Copy out the lines below that hold the word "white".

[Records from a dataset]
------------------------------------------------------------
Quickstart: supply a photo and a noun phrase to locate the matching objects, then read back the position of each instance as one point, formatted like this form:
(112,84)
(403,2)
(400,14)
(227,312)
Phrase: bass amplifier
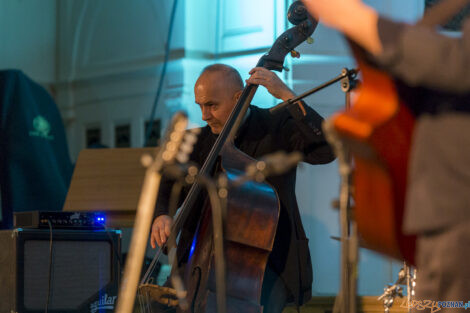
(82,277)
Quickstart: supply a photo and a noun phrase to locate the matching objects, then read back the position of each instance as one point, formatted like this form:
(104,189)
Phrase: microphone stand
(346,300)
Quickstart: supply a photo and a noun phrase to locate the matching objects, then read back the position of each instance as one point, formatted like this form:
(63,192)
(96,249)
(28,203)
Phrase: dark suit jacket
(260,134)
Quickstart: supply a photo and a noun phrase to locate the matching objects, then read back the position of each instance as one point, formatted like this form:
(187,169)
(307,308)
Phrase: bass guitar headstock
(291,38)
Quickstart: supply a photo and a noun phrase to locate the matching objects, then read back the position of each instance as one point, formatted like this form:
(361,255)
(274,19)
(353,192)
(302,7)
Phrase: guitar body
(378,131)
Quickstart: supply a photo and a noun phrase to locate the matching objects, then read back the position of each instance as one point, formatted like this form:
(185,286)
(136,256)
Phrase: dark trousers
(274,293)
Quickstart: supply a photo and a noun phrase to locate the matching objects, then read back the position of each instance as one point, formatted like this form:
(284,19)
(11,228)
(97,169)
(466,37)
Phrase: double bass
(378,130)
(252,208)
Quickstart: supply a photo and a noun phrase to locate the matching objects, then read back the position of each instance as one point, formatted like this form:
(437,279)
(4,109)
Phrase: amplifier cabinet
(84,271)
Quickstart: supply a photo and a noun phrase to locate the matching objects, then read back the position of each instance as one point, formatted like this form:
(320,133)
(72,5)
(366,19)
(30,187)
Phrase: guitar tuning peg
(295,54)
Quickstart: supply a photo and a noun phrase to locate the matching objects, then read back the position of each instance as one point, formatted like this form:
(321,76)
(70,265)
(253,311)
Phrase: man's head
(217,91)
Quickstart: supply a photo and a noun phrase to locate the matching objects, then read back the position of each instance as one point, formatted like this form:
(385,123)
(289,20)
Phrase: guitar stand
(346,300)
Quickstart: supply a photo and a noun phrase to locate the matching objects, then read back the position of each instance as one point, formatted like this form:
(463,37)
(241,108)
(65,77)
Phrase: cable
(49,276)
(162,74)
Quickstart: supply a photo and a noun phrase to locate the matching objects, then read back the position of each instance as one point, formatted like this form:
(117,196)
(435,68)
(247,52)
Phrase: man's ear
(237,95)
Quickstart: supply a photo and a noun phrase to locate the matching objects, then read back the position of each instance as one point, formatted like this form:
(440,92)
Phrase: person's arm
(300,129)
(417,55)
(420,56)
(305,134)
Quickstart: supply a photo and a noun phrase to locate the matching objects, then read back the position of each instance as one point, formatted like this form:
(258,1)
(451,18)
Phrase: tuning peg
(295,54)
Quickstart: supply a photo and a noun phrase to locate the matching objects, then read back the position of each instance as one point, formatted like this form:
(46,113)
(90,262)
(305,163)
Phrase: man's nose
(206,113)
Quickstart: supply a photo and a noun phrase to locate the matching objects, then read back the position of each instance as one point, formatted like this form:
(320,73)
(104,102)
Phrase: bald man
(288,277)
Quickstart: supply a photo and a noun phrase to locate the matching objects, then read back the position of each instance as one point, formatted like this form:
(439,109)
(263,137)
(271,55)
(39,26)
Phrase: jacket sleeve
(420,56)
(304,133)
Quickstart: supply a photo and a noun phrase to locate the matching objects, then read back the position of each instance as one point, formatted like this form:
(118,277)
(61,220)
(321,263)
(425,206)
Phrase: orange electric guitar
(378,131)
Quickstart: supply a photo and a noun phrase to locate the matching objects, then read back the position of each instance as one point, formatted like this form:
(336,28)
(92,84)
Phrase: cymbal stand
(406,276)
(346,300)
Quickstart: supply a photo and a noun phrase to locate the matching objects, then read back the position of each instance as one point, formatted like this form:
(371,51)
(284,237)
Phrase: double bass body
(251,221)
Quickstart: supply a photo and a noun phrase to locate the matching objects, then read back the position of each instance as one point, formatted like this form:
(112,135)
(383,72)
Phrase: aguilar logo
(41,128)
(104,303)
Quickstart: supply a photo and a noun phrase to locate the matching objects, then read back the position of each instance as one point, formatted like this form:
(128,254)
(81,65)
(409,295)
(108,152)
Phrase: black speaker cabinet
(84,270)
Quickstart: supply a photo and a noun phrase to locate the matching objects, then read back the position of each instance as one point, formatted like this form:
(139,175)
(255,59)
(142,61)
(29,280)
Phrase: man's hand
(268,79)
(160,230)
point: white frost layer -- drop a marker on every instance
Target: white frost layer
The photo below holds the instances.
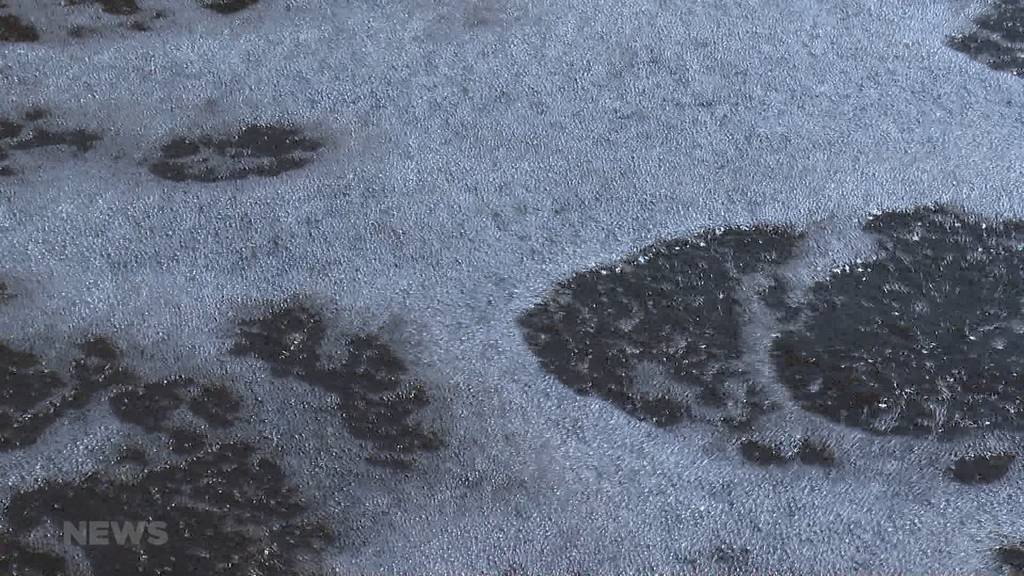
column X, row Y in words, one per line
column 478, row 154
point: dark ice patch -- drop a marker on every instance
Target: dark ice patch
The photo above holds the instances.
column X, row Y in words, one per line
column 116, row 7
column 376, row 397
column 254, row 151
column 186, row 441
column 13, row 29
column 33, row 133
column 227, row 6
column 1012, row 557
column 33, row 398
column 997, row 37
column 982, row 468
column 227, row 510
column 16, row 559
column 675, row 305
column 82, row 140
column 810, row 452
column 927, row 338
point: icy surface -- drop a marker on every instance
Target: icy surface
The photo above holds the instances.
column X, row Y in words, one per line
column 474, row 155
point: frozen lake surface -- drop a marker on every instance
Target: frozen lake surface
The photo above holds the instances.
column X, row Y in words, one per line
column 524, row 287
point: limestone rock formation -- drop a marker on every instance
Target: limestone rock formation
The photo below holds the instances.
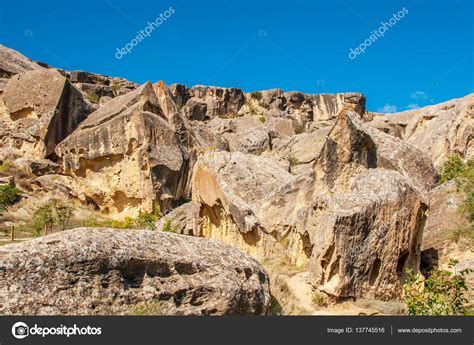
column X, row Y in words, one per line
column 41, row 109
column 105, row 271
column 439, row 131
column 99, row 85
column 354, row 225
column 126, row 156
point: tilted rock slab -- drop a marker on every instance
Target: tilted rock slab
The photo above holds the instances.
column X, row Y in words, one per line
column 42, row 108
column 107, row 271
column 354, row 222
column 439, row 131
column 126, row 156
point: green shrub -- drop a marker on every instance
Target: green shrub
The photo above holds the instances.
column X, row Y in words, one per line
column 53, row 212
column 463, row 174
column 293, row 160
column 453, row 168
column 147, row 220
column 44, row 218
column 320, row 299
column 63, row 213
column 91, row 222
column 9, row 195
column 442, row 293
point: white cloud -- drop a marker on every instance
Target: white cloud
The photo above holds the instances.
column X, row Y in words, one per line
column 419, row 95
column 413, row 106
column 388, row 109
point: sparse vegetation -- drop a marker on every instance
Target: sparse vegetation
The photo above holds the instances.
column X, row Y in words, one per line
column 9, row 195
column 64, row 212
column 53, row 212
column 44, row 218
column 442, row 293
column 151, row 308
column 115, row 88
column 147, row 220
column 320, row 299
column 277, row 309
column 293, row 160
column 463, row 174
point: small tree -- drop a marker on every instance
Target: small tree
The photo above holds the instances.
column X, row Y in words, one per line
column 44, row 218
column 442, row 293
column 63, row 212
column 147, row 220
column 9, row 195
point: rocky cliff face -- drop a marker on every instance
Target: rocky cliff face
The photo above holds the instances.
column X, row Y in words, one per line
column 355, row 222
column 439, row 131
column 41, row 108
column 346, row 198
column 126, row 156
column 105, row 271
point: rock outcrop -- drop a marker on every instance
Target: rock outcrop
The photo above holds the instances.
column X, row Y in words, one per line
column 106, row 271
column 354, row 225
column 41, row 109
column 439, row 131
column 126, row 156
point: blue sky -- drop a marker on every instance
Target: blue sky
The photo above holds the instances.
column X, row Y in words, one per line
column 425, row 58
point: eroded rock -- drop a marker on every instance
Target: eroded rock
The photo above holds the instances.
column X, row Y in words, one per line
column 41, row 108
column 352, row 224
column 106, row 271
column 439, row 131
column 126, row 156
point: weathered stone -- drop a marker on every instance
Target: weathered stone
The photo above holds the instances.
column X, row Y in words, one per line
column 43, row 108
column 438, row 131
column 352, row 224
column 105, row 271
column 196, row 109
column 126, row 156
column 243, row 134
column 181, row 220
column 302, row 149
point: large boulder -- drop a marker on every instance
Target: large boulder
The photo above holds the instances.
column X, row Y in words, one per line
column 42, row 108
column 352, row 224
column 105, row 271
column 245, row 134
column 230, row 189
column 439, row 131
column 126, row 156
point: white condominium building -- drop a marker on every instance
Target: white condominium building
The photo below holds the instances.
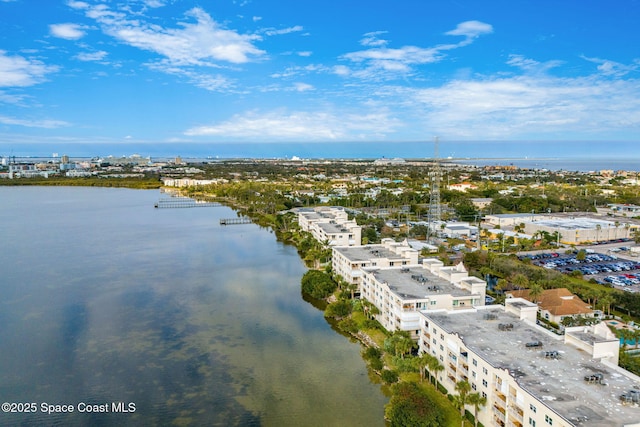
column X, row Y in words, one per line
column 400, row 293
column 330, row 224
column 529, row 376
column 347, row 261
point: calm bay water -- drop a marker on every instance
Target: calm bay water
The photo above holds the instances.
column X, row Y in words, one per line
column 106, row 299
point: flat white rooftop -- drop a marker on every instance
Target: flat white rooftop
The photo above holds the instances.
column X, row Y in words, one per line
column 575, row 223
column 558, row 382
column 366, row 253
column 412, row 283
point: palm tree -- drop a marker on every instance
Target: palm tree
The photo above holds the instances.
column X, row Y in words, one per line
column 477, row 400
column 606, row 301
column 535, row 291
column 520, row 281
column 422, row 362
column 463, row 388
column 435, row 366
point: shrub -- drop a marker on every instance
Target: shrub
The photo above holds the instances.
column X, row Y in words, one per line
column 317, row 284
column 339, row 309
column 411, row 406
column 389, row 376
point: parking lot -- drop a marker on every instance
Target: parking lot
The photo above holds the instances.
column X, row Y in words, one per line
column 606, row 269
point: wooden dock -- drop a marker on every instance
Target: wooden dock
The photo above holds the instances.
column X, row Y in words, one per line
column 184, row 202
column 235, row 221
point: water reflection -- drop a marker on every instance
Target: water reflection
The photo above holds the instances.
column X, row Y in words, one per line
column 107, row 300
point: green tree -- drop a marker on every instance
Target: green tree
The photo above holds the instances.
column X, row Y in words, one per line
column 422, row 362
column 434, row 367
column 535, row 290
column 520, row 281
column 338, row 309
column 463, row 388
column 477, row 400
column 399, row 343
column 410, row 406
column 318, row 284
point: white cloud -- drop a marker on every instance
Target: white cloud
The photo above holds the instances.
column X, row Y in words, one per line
------------------------------------------------------------
**SOLVED EXERCISE**.
point: white frost layer -- drop a marker on every instance
Target: white frost layer
point: white cloud -- drop a marker on every instance
Target: white cloud
point: white condominium building -- drop a marker on every instance
Target: white condominium building
point: flat white rooftop -- drop a marker on every instance
Target: flat white rooftop
point: white cloud -- drop a marker on every instance
Target: white cloud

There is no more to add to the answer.